# Thickness of roof



## judymf (Aug 25, 2008)

My mini heki dome has just blown off and I was already considering replacing it with the air quad. Has anyone got any opinions on it? Also how thick is my roof, I think I want the 25-42 size. I have a 2006 Ace Roma. Last question is do I want the fixed ventilation? 
I hope someone will be able to help. Many thanks

judymf


----------



## Easyriders (May 16, 2011)

Can't help with roof thicness, but measuring he heki dome casing should tell you.

Hekis and similar come in 2 types. The fixed ventilation kind are for caravans, for MHs use the kind without fixed ventilation.


----------



## judymf (Aug 25, 2008)

Thanks for your answer but I'm confused about whether motorhomes should have fixed or not fixed ventilation and what difference does it make? I've looked at different sites and the answer varies. The heki is above a fixed bed does it mean there will always be air coming in and will it be noisy? It is not at all clear on any of the sites selling them.
Thanks

Judymf


----------



## carprus (Jun 22, 2008)

Hi , what I will say is our rooflight above the bed has a fixed ventilation :twisted: and what a pain , we are forever cleaning up debris ie leaves bits of fluff etc that get blown in even when fully closed , so much so I have fitted a rubber seal around to stop the ventilation , if we want air we open the rooflight , hope this helps in your decision .

Rob.


----------



## Easyriders (May 16, 2011)

Can only repeat what we said before; you need a rooflight of whatever kind, without forced (or any other kind of ) ventilation.

ventilated rooflights are for caravans; they are not suitable for motorhomes.
many MH manufacturers fit the wrong kind, but that doesn't mean you have to.

Motorhomes have all necessary ventilation built in, without needing to ventilate rooflights. Ventilated rooflights in a motorhome create noise and drag when driving. hope this helps.


----------

• [Data supplied]:
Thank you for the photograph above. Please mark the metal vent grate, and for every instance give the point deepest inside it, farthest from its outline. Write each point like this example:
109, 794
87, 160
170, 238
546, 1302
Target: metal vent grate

• [Your task]:
Translate this sentence from the rooflight thread into Spanish: "Motorhomes have all necessary ventilation built in, without needing to ventilate rooflights." The rows have no connection to the rooflight thread.

• [Result below]:
Las autocaravanas tienen incorporada toda la ventilación necesaria, sin necesidad de ventilar las claraboyas.